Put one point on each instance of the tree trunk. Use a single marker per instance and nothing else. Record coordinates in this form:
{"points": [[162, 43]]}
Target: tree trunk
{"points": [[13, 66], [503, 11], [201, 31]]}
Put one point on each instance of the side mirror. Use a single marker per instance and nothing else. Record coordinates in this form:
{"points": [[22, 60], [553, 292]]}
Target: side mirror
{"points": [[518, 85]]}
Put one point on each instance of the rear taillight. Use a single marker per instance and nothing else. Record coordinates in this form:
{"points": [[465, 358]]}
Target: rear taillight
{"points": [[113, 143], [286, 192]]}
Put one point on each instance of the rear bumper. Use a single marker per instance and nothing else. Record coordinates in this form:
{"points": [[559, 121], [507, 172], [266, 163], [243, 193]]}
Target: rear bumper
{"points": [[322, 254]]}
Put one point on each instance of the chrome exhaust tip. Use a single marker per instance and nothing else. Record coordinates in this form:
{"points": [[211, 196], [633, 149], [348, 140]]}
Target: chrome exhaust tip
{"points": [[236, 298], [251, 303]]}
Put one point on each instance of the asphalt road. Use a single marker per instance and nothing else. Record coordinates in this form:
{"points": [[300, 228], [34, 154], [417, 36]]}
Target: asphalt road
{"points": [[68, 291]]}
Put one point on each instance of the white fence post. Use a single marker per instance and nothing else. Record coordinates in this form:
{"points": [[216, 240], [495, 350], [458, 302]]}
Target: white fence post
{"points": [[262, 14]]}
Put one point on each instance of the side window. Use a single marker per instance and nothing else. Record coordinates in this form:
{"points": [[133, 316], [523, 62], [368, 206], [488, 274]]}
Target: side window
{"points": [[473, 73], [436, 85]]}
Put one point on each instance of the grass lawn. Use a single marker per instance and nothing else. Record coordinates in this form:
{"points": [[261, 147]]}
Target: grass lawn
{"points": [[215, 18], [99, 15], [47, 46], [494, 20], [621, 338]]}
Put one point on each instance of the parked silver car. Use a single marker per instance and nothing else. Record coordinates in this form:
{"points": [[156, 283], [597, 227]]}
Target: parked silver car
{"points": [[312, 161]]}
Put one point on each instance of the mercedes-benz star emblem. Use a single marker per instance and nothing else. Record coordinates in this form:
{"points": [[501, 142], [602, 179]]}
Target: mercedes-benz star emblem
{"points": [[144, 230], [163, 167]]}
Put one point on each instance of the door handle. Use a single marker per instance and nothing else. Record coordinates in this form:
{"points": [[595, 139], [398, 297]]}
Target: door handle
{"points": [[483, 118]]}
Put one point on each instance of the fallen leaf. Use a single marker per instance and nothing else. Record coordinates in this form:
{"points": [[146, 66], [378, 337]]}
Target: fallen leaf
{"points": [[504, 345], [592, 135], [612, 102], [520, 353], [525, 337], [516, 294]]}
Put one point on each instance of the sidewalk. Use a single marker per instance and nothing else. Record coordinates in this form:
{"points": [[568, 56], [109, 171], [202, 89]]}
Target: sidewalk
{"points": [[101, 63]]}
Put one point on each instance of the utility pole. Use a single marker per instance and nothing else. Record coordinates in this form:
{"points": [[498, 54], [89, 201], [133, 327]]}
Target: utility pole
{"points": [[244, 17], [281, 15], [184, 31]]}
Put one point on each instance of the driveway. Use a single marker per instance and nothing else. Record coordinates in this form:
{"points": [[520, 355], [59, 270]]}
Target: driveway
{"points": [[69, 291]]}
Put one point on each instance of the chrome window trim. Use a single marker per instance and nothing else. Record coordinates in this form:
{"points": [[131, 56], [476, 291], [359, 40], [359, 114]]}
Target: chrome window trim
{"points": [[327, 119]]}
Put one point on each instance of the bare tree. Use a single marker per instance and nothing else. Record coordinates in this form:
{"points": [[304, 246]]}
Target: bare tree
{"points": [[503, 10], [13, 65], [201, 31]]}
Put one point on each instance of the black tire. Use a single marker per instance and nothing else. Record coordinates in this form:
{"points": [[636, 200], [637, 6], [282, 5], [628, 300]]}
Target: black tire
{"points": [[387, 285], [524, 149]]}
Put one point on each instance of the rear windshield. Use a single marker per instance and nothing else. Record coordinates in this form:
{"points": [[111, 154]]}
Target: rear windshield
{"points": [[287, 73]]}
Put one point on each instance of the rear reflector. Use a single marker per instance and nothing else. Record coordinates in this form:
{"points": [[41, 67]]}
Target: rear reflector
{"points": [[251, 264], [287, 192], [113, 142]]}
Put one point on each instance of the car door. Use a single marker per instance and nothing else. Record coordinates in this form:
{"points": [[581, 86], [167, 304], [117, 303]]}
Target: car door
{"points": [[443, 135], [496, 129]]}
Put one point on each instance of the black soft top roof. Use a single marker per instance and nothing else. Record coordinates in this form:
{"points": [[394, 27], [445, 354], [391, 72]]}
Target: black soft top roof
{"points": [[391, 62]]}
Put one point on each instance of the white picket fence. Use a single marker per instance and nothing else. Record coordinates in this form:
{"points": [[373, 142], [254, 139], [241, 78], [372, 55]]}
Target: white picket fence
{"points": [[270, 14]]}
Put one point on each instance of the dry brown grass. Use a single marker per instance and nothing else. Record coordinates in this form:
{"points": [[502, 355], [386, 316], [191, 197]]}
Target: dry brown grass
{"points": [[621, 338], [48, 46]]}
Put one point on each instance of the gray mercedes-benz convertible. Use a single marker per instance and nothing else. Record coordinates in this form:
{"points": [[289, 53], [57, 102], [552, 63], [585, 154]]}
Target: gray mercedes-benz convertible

INSTRUCTIONS FOR THE TASK: Copy out the whole listing exactly as written.

RESULT:
Put one point on each instance of the tree trunk. Use a single marker per instance and nothing else. Record coordinates in this form:
{"points": [[162, 43]]}
Target: tree trunk
{"points": [[13, 66], [503, 11], [201, 31]]}
Put one point on each instance of the side mirror. Use a single marker per instance and nothing else. Record coordinates in this form:
{"points": [[22, 60], [553, 292]]}
Target: side mirror
{"points": [[518, 85]]}
Put one point on each instance of the rear taillight. Use a single marker per instance and nothing else. Record coordinates in this form:
{"points": [[465, 358]]}
Target: rear taillight
{"points": [[113, 143], [286, 192]]}
Put one point on each instance of the rear bumper. Use a single marker per instance and nothing else. Record coordinates in this form:
{"points": [[559, 121], [507, 172], [266, 163], [243, 193]]}
Target: rear bumper
{"points": [[322, 254]]}
Put one point on each instance of the chrome exhaust tip. Use a single marker per instance and nothing else. Record coordinates in this form:
{"points": [[211, 196], [633, 149], [348, 140]]}
Target: chrome exhaust tip
{"points": [[236, 298], [251, 303]]}
Put one point on each instance of the asphalt road. Use a single marker per instance and nothing else. Record coordinates in this form:
{"points": [[300, 228], [34, 154], [417, 36]]}
Target: asphalt road
{"points": [[68, 291]]}
Put one point on each instance of the white fence post. Use a single marker per instance and nothing else. Record coordinates in this form:
{"points": [[216, 240], [495, 350], [458, 302]]}
Target: white fence post
{"points": [[262, 14]]}
Put one point on each instance of the side window. Use a single marker per instance and nothing else. Record coordinates in this form:
{"points": [[133, 316], [523, 62], [368, 206], [488, 274]]}
Target: side window
{"points": [[473, 73], [436, 85]]}
Put one point on each instance of the grass lawn. Use a single marker per instance and nothing else. Record coordinates in this form:
{"points": [[261, 147]]}
Target: grass lawn
{"points": [[215, 18], [99, 15], [47, 46], [494, 20], [621, 338]]}
Put one point on each instance of the parked silver car. Use a single marker per instance and nothing else. Record coordinates in this form:
{"points": [[156, 283], [597, 227]]}
Target: parked silver car
{"points": [[312, 161]]}
Put one point on each instance of the mercedes-benz star emblem. Use a single marker per instance and nothing else. Record coordinates in this form:
{"points": [[501, 142], [602, 179]]}
Target: mercedes-benz star emblem
{"points": [[144, 230], [163, 167]]}
Put one point on each instance of the door handle. Use a single marker per instance and nothing else. Record coordinates in this form:
{"points": [[595, 139], [398, 297]]}
Target: door handle
{"points": [[483, 118]]}
Put one point on each instance of the fallen leaf. Use a single marker per instance and nothing else. Record coordinates in this form:
{"points": [[146, 66], [378, 337]]}
Target: fallen leaf
{"points": [[504, 345], [592, 135], [612, 102], [520, 353], [525, 337], [516, 294]]}
Put one point on each instance of the sidewalk. Use a single marker per instance and nothing else. Record coordinates in this form:
{"points": [[568, 56], [109, 171], [202, 89]]}
Target: sidewalk
{"points": [[101, 63]]}
Put one point on each instance of the utility pole. Use a single marker per instance and nothing else. Record coordinates in this form:
{"points": [[498, 54], [89, 201], [133, 327]]}
Target: utility pole
{"points": [[244, 17], [281, 15], [184, 31]]}
Put one point on each instance of the driveway. Use a single marker per instance and nothing else. Record coordinates in this form:
{"points": [[520, 355], [59, 270]]}
Target: driveway
{"points": [[69, 291]]}
Put one point on each instance of the chrome window trim. Use a single marker per instance and nothing else. Record coordinates in this form:
{"points": [[131, 56], [476, 291], [359, 40], [359, 114]]}
Target: chrome window trim
{"points": [[327, 119]]}
Put one point on each instance of the bare tree. Use a single marker per instance and nothing else. Record coordinates in this form:
{"points": [[304, 246]]}
Target: bare tree
{"points": [[503, 10], [13, 65], [201, 31]]}
Put one point on each instance of the black tire. Use a single marker per instance and nothing else. Record coordinates in this form:
{"points": [[636, 200], [637, 6], [282, 5], [628, 300]]}
Target: black tire
{"points": [[387, 285], [524, 149]]}
Put one point on each instance of the rear windshield. Use a single marker per instance and nothing else. Record coordinates in this form:
{"points": [[111, 154]]}
Target: rear windshield
{"points": [[287, 73]]}
Put one point on each instance of the rear reflector. Use a single marker per instance and nothing else. Record coordinates in this form:
{"points": [[41, 67]]}
Target: rear reflector
{"points": [[251, 264], [287, 192], [113, 142]]}
Put one point on each instance of the car door. Use a single marker per instance and nothing else. Record coordinates in this form:
{"points": [[581, 86], [167, 304], [117, 303]]}
Target: car door
{"points": [[443, 135], [496, 129]]}
Put one point on each instance of the black soft top roof. Use a single marker per instance and nothing else. Record coordinates in this form:
{"points": [[394, 27], [445, 354], [391, 72]]}
Target: black soft top roof
{"points": [[391, 62]]}
Put one point on each instance of the white picket fence. Use a single marker per instance and nothing else. Record coordinates in this form:
{"points": [[373, 142], [254, 139], [241, 78], [372, 55]]}
Target: white picket fence
{"points": [[270, 14]]}
Put one point on each instance of the dry brown grass. Use a single marker per instance and nothing else. Record coordinates in this form:
{"points": [[502, 355], [386, 316], [191, 197]]}
Target: dry brown grass
{"points": [[621, 338], [48, 46]]}
Put one point on each instance of the gray mercedes-benz convertible. Use a single marker per instance and nothing else. Record coordinates in this form:
{"points": [[289, 53], [57, 102], [552, 63], [585, 154]]}
Target: gray mercedes-benz convertible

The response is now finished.